# DIRECTIONS
Gather every line of the records below that contains the string "smoke", matching case exactly.

# STORED RECORDS
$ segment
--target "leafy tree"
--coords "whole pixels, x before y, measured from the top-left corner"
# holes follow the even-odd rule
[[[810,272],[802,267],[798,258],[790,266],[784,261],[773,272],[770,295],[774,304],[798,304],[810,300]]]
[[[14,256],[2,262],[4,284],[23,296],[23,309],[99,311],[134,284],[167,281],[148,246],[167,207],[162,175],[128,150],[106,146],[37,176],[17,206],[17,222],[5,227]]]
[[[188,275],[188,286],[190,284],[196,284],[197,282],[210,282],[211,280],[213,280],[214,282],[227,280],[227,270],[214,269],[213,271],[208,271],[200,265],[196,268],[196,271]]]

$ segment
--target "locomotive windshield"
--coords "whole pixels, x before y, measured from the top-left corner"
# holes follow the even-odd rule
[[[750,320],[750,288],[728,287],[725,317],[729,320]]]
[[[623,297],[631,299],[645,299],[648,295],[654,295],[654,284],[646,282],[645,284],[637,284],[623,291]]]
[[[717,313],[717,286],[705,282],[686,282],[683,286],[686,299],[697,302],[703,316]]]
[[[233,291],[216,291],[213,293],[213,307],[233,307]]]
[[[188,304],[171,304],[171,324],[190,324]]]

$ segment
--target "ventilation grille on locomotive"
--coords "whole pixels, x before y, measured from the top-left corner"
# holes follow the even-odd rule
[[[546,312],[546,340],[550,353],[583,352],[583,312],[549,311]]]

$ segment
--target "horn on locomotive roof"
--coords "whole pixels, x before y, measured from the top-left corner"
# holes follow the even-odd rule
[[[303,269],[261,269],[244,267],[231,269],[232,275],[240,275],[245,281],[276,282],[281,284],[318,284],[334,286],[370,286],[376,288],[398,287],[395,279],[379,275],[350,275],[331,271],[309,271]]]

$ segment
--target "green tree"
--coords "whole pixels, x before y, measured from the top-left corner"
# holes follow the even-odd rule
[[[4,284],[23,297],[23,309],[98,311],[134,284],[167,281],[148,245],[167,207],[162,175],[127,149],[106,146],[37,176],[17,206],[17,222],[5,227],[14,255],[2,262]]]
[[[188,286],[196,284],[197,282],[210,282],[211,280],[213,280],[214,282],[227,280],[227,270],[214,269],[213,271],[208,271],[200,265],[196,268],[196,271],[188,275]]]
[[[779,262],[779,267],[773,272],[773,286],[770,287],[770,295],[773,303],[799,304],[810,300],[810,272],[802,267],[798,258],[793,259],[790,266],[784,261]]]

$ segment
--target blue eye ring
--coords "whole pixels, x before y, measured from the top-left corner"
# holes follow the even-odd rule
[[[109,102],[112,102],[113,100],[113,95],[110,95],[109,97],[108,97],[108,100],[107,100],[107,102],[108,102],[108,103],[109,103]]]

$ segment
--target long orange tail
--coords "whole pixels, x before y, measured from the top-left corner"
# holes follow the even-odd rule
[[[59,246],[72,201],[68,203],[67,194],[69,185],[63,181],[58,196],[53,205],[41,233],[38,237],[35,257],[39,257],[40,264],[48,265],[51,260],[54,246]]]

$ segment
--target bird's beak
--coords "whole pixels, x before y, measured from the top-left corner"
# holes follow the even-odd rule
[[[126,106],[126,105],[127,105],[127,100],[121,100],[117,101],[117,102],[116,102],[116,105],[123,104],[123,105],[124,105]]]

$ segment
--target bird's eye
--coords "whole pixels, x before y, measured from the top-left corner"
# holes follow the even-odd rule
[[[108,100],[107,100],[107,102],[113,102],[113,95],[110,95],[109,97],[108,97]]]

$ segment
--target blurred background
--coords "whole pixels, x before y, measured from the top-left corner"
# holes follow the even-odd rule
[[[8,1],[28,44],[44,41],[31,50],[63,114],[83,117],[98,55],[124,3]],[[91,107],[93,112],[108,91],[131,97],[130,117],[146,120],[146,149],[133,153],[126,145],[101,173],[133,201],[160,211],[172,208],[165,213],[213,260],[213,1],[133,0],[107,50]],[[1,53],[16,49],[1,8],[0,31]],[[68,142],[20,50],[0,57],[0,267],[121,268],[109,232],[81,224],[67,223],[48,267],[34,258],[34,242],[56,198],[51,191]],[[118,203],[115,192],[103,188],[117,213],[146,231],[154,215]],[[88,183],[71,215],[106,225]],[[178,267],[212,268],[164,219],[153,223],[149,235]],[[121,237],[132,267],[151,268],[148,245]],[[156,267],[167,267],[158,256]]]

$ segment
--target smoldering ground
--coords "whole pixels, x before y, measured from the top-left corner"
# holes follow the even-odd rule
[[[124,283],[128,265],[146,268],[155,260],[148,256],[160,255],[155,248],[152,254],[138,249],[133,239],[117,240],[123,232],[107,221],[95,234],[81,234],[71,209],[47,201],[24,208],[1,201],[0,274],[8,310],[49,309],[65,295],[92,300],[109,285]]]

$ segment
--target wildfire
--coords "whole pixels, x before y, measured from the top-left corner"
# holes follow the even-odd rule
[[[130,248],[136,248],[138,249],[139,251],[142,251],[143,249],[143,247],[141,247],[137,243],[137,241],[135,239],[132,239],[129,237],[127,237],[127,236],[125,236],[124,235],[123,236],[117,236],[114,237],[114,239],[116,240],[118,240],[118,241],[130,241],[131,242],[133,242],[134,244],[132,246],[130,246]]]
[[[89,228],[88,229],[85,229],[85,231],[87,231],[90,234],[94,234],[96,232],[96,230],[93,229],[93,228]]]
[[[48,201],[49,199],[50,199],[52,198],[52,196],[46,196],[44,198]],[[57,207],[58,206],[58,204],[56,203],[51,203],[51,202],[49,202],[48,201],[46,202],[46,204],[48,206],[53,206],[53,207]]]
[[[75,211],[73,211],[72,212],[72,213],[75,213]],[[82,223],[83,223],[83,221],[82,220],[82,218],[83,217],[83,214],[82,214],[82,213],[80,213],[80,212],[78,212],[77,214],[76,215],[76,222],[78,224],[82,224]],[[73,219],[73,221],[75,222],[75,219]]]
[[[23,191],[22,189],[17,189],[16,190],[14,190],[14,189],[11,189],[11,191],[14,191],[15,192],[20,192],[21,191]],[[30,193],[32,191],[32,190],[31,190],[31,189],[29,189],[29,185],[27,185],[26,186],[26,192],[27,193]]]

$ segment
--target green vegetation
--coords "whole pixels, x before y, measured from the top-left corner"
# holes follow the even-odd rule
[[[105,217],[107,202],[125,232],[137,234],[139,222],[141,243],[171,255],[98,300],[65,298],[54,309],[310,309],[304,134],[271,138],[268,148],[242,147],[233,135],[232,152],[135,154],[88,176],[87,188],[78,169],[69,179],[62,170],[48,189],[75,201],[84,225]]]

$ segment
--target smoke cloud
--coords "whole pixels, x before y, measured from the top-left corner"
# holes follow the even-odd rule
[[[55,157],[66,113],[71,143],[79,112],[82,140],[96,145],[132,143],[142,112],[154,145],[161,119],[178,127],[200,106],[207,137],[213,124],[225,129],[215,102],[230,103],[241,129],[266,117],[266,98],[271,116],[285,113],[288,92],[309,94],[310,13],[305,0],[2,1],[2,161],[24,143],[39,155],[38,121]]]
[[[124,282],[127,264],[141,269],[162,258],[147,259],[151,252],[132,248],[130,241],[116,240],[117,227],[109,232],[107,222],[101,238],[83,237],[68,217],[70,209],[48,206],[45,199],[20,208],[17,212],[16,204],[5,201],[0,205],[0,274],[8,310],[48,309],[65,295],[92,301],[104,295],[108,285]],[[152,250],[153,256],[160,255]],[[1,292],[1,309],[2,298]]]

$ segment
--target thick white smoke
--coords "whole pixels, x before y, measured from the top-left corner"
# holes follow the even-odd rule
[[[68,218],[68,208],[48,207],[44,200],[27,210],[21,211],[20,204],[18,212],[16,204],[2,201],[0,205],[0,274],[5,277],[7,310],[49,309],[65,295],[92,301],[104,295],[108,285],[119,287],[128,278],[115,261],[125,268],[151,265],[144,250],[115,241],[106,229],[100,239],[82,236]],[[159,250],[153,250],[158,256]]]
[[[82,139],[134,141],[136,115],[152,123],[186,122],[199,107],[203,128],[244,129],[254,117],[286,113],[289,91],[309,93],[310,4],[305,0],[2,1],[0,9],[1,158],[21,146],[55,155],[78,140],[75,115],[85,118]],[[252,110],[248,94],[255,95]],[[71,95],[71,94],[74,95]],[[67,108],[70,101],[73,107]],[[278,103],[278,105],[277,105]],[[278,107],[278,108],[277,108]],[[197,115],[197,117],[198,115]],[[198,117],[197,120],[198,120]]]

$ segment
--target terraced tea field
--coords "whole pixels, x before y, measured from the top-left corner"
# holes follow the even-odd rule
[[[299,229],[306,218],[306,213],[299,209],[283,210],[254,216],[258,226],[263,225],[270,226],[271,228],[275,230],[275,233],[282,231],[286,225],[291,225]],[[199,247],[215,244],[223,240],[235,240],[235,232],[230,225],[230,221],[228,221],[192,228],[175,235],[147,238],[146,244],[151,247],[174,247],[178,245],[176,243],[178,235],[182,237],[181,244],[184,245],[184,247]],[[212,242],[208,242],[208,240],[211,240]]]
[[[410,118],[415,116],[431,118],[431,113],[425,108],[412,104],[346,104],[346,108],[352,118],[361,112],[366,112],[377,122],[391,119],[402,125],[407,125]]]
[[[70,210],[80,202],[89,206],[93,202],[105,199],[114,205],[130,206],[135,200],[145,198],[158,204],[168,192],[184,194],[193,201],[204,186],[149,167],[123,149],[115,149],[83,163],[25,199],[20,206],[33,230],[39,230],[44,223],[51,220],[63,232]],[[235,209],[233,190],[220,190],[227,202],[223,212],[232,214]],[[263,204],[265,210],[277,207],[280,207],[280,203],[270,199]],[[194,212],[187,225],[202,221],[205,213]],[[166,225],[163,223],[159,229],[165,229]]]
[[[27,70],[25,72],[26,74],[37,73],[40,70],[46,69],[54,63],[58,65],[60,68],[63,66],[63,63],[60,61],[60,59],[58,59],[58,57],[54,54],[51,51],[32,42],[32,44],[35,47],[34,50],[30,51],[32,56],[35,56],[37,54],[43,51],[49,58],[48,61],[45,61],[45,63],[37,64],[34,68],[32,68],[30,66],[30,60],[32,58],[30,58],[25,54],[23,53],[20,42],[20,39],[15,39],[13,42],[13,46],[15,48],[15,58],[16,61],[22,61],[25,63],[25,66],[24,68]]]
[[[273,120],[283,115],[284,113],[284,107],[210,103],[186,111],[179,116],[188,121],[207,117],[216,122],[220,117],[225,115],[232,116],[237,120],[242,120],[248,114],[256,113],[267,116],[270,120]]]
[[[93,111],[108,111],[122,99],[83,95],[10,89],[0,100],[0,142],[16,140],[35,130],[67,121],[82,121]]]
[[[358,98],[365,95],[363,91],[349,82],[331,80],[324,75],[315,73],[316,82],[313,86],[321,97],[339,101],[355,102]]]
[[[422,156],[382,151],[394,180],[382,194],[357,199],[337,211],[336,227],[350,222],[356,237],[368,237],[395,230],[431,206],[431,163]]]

# RESULT FOR THIS EXERCISE
--target smoke cloud
--target thick white smoke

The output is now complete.